WHAT IS NEEDED: Pull out each line of the records below that contains the word "foliage", and copy those lines without any changes.

THE RECORDS:
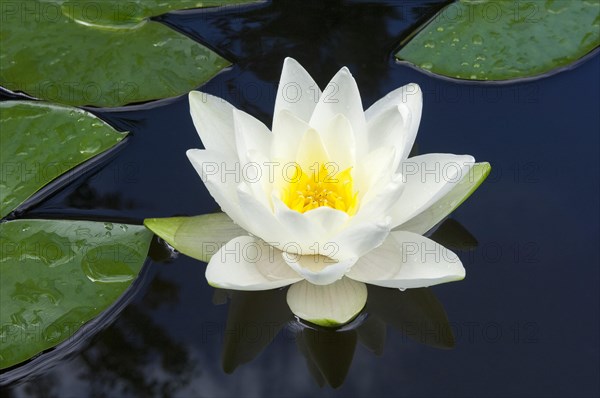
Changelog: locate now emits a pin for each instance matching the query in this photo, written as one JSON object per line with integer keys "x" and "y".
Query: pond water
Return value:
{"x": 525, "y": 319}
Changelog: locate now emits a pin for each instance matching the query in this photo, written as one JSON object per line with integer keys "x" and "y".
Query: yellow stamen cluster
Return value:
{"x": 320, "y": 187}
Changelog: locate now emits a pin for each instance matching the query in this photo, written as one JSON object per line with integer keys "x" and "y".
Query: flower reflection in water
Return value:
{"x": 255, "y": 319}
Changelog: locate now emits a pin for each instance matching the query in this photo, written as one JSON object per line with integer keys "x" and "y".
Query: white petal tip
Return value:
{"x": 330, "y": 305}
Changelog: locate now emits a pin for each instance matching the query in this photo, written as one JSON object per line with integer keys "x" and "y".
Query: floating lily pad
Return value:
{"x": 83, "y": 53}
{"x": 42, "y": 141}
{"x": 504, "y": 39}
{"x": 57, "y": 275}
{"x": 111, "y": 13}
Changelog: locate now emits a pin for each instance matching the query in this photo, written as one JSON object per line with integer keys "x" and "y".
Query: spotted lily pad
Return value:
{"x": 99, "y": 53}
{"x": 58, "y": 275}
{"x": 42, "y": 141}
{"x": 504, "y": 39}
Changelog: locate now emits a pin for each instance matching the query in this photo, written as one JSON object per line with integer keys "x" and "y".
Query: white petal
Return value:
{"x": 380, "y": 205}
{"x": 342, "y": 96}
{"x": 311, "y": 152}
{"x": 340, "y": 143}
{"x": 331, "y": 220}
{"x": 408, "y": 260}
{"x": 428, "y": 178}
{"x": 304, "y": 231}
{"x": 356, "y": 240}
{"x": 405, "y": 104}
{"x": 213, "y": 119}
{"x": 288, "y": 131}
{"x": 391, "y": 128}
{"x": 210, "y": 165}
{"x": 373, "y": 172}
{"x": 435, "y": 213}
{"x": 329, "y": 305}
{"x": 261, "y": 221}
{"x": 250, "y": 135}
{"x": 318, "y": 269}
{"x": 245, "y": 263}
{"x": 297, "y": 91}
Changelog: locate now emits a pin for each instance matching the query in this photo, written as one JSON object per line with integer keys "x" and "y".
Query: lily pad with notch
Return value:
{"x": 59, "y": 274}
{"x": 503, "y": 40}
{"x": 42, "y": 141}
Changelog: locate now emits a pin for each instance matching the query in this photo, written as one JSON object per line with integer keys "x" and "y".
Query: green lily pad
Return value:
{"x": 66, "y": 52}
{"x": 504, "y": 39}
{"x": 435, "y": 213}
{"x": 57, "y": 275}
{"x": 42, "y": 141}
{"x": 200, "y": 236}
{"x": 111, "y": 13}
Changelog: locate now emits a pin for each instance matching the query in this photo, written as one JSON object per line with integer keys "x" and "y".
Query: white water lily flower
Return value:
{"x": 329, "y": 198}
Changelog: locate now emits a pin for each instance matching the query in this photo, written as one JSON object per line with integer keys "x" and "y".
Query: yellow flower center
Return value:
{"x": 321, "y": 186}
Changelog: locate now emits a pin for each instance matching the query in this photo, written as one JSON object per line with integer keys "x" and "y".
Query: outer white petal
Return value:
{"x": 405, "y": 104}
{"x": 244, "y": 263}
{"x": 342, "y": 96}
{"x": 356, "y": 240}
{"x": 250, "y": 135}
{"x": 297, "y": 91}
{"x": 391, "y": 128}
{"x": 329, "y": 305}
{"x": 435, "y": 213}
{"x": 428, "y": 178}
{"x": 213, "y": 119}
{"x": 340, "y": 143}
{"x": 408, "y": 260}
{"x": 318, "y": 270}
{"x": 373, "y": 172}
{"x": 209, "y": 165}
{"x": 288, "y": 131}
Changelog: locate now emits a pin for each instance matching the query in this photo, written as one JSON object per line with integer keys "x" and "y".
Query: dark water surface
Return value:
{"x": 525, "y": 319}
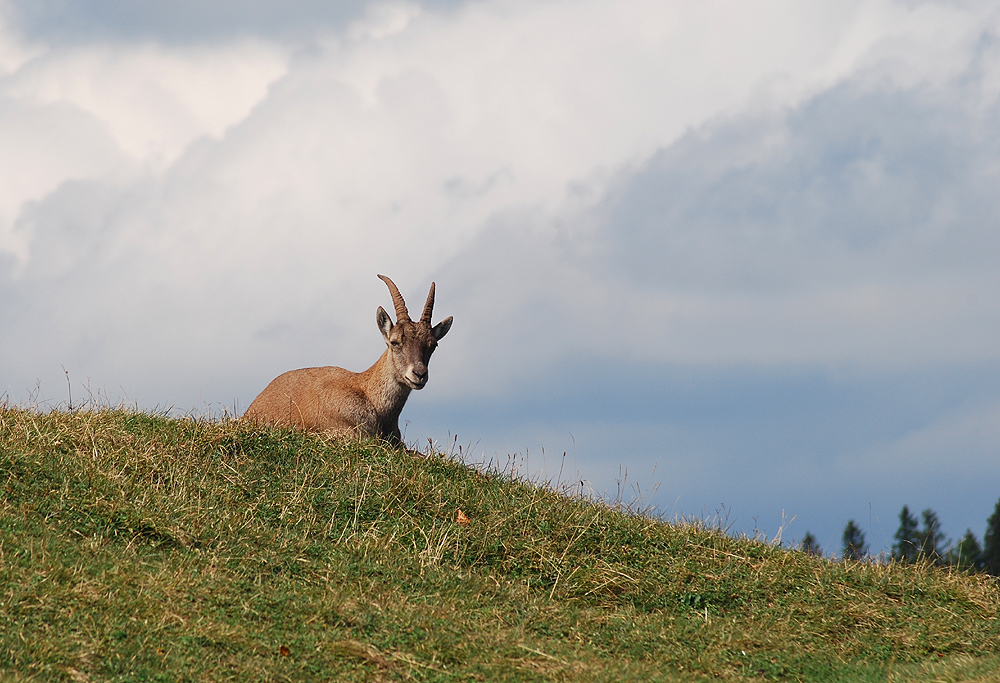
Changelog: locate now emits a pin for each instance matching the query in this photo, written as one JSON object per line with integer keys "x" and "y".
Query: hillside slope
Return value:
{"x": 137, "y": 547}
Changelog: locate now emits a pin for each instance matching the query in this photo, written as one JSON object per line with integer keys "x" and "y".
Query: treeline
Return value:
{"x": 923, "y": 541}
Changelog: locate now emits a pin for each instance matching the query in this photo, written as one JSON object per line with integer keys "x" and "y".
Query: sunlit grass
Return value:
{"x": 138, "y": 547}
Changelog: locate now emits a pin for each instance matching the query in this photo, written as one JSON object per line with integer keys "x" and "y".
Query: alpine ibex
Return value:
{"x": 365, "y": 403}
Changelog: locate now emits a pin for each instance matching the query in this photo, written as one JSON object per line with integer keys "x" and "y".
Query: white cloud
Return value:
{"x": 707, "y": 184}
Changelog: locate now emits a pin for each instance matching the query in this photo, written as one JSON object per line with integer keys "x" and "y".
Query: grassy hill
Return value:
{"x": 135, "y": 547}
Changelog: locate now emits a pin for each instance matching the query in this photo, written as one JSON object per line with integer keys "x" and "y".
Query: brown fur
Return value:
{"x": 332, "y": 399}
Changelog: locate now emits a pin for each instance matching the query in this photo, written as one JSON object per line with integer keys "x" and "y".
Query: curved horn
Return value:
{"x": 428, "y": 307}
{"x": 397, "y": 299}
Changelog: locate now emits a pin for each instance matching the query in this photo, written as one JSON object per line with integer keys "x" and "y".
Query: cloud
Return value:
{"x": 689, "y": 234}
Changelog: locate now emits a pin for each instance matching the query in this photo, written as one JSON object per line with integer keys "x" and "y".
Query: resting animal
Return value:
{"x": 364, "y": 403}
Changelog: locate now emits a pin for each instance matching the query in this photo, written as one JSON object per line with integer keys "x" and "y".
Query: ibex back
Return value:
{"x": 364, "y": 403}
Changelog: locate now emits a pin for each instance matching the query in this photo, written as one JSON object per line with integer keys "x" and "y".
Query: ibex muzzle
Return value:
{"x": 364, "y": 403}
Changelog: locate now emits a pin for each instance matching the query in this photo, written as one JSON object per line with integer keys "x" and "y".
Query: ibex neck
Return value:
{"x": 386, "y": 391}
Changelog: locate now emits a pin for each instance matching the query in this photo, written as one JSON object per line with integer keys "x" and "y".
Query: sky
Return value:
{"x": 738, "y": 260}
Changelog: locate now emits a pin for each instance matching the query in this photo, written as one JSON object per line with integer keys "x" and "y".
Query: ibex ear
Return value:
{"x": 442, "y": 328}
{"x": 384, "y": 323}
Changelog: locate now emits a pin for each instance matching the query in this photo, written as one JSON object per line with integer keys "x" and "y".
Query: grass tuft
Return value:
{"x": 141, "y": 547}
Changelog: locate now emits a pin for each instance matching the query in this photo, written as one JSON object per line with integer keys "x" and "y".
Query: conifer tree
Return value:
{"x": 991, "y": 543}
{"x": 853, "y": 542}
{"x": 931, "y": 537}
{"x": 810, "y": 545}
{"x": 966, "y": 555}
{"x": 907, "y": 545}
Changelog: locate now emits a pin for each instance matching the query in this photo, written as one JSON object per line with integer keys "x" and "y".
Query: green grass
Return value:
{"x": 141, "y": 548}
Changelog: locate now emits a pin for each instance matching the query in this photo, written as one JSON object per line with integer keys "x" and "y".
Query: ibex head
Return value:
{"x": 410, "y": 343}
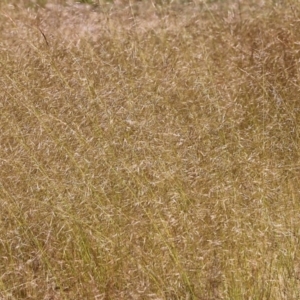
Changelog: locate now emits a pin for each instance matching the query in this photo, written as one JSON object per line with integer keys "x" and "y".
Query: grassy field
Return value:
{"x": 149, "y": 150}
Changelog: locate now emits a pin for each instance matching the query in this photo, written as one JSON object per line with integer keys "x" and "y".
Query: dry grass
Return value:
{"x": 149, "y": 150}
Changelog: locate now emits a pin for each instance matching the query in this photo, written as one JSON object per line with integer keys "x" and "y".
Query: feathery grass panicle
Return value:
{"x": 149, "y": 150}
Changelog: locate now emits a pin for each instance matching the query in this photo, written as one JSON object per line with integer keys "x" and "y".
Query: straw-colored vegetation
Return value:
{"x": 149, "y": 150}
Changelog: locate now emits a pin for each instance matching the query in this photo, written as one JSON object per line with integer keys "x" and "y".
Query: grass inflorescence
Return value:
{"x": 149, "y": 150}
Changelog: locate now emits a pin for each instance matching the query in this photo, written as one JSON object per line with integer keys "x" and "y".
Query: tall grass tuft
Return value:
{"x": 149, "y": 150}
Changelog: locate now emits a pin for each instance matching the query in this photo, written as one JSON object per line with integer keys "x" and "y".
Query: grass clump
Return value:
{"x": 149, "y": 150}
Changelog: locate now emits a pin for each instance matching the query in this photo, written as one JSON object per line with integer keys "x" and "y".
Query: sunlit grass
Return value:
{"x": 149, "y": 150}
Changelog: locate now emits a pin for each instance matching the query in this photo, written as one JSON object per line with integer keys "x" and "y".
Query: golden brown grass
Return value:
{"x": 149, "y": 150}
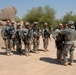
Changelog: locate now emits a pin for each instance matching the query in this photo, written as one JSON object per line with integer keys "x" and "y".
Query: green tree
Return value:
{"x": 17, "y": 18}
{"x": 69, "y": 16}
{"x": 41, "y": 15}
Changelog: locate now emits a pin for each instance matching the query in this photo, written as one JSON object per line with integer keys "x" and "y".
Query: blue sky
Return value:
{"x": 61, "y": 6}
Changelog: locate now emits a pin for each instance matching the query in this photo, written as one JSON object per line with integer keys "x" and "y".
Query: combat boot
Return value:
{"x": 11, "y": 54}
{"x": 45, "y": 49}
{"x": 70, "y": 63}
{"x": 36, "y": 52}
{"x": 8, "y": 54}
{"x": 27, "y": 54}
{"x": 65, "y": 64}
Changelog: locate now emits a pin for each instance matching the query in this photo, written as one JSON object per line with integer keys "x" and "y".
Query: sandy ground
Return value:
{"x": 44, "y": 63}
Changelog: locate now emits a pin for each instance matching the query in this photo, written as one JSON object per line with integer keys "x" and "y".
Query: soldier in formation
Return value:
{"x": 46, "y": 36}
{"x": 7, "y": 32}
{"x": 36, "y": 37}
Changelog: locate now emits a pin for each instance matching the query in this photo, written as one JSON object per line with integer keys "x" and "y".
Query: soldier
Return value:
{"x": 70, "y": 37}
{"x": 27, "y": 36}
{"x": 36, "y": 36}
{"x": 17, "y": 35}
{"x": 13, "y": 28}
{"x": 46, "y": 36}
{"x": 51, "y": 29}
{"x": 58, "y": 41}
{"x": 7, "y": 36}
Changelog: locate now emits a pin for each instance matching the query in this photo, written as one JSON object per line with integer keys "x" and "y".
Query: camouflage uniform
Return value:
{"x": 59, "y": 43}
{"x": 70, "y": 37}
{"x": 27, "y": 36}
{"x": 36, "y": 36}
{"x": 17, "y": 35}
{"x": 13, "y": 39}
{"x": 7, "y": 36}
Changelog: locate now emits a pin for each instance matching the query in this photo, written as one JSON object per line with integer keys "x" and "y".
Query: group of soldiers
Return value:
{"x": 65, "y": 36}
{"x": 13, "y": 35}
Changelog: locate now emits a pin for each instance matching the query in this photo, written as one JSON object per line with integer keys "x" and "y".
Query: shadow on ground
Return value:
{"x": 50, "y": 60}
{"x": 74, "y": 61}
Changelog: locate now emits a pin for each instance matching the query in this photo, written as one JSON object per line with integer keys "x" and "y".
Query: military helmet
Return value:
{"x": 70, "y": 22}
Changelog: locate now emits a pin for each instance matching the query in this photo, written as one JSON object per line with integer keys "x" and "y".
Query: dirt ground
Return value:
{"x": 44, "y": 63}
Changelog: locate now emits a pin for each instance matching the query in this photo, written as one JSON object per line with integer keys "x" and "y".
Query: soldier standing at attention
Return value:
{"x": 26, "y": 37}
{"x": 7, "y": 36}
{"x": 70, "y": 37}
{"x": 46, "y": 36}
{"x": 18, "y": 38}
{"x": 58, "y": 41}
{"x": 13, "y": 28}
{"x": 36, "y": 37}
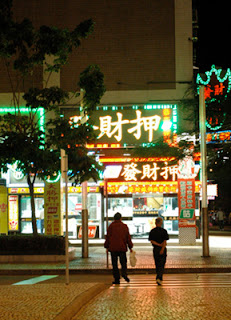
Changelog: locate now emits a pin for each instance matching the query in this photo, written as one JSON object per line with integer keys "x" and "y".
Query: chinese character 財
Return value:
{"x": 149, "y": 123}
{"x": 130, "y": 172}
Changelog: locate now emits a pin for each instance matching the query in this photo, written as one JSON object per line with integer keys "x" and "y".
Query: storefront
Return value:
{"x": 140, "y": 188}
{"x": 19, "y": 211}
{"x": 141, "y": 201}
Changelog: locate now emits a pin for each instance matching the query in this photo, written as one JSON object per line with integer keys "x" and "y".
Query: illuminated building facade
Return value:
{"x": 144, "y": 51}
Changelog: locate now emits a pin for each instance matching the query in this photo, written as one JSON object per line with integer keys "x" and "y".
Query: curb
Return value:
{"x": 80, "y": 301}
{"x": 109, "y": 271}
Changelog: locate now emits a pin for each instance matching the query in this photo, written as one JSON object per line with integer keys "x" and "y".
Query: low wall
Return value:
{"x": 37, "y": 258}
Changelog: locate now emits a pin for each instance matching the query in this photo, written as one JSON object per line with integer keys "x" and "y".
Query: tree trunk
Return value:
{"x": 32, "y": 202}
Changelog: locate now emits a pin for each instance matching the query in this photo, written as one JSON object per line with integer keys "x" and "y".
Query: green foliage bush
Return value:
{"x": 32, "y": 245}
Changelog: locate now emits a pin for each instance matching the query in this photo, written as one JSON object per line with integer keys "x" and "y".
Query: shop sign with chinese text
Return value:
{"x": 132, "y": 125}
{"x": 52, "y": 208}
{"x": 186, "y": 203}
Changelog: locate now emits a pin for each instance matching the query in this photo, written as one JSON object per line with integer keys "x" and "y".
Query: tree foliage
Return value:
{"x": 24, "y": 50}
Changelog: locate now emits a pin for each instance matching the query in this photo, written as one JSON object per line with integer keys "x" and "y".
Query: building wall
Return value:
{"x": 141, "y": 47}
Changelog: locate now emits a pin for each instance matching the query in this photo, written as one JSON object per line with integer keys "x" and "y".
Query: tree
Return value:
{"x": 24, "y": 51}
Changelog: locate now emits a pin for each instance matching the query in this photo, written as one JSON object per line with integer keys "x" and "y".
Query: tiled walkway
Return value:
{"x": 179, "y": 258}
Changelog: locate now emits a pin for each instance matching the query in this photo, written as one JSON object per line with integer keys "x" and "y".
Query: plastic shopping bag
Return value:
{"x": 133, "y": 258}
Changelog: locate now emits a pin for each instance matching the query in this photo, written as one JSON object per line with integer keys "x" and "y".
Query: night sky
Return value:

CORRECT ANSWER:
Query: green foliage bush
Query: tree foliage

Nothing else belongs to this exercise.